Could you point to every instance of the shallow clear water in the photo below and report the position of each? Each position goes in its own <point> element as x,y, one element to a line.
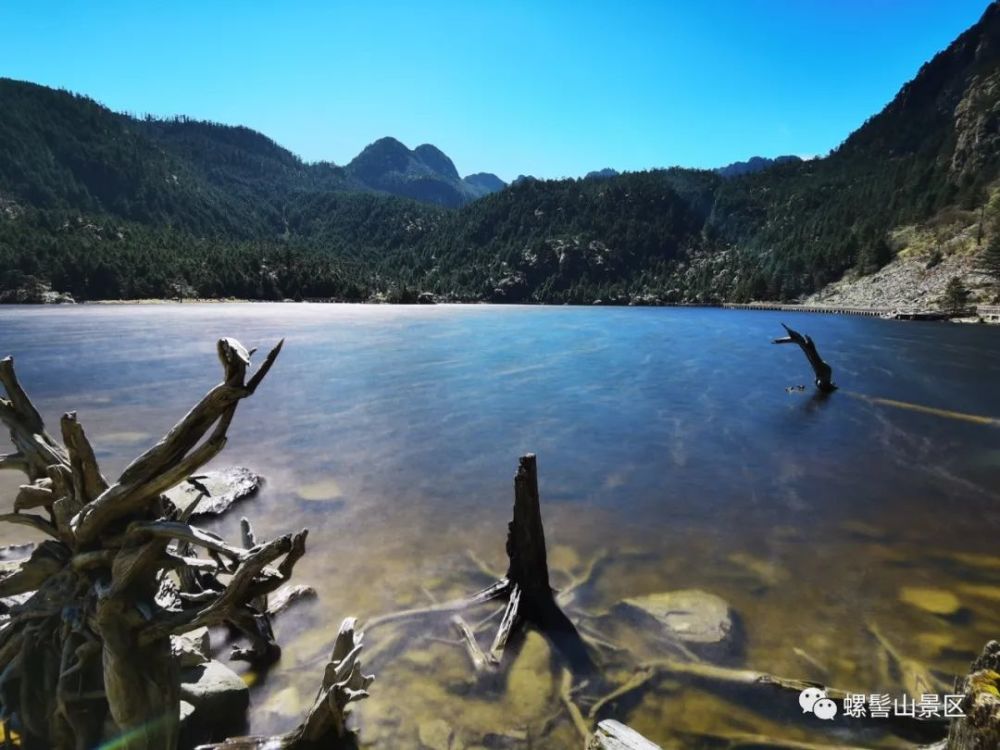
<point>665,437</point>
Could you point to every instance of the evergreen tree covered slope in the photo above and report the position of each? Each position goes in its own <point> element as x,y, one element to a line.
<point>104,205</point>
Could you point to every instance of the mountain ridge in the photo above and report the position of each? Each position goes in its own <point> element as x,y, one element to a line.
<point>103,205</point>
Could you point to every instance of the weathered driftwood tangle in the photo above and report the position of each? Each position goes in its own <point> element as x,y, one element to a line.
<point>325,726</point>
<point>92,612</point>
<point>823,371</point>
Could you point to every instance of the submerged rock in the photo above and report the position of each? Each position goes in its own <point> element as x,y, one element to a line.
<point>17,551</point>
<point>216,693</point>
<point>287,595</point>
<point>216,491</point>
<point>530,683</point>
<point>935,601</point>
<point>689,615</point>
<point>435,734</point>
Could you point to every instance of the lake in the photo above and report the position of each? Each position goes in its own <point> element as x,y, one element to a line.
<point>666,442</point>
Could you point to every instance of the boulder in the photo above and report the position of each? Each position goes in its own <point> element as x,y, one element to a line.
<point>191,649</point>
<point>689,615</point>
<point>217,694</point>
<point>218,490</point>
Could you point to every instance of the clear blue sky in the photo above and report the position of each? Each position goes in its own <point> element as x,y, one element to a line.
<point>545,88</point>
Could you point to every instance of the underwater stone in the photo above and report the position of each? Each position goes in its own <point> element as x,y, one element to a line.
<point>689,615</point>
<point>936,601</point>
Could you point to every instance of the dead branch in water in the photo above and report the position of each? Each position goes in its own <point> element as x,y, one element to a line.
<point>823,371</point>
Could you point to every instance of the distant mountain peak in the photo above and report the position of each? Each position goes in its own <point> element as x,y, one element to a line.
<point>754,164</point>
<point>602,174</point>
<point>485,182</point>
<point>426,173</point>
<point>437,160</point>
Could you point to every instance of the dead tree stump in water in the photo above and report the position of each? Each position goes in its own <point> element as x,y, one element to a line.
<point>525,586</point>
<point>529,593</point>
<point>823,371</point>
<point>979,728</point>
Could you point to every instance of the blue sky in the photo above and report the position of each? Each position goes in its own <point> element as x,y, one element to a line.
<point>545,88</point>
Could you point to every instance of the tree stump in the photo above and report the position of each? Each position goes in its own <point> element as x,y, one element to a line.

****************

Given exercise. Except for the pictures, reproduce every line exactly.

Expected answer.
Could you point to every instance of the shallow clear water in the photo below and report the position of each? Each position goes in its own <point> element as x,y, one element to a line.
<point>665,437</point>
Could you point to every instance of the evergreen tree covered slope in the photo above and report the position of each? Each position goes in its own <point> element as x,y, one element to a line.
<point>104,205</point>
Could you point to every instance of the mountain ridge in the photo above and report the position of each? Each position goes in its own <point> element as x,y, one element to a line.
<point>103,205</point>
Could you point to every instance of the weathered driftwood tangle in the photo above and report the position of each? Each position goes in its own <point> element as x,y, one element to a line.
<point>325,726</point>
<point>92,612</point>
<point>823,371</point>
Could you point to every instance of the submerged rock in the photo above and report the position of each? Each position goes in its own <point> element as x,y, one element to a line.
<point>17,551</point>
<point>216,693</point>
<point>287,595</point>
<point>216,491</point>
<point>530,683</point>
<point>935,601</point>
<point>689,615</point>
<point>435,734</point>
Could you point to every instance of the lake in the photo above and report the position of each? Each position goes in its own <point> element as x,y, one element to a line.
<point>666,442</point>
Could you point to every instance of the boulder in the photo above and report the position of each? Each position goes in its own <point> element as x,y, one element to a line.
<point>191,649</point>
<point>689,615</point>
<point>217,694</point>
<point>218,490</point>
Could you point to every instance of the clear blue sky in the photo above and report the position of each? Each position goes in its own <point> element as x,y, one element to a line.
<point>545,88</point>
Could you point to every instance of the underwater stone in the photo above and report the position of each? Each position goes in its own <point> element as x,y, one element to a line.
<point>689,615</point>
<point>936,601</point>
Could you point to every instance of the dead branch in water in the photo above and report the position of each? Each position goes in its own <point> element as x,y, one element to a line.
<point>823,371</point>
Could you point to every instance of the distant mountain peak in the photo above and report the position of each? Each position goes in its own <point> element as x,y, one element to a line.
<point>754,164</point>
<point>602,174</point>
<point>485,182</point>
<point>426,173</point>
<point>437,160</point>
Could you point to every instance of the dead tree stump in water in the photo above and report the position of each? Each position goes in its own <point> element as x,y, one element to a line.
<point>525,586</point>
<point>529,593</point>
<point>823,371</point>
<point>979,728</point>
Could you point to every instance of the blue sky in the photo above and report the position of each? Each position goes in its own <point> element as x,y, one element to a line.
<point>545,88</point>
Could you point to every instance of the tree stump in the photo above and report the position of each? Each position goes in its own <point> element as x,y, one element to a line.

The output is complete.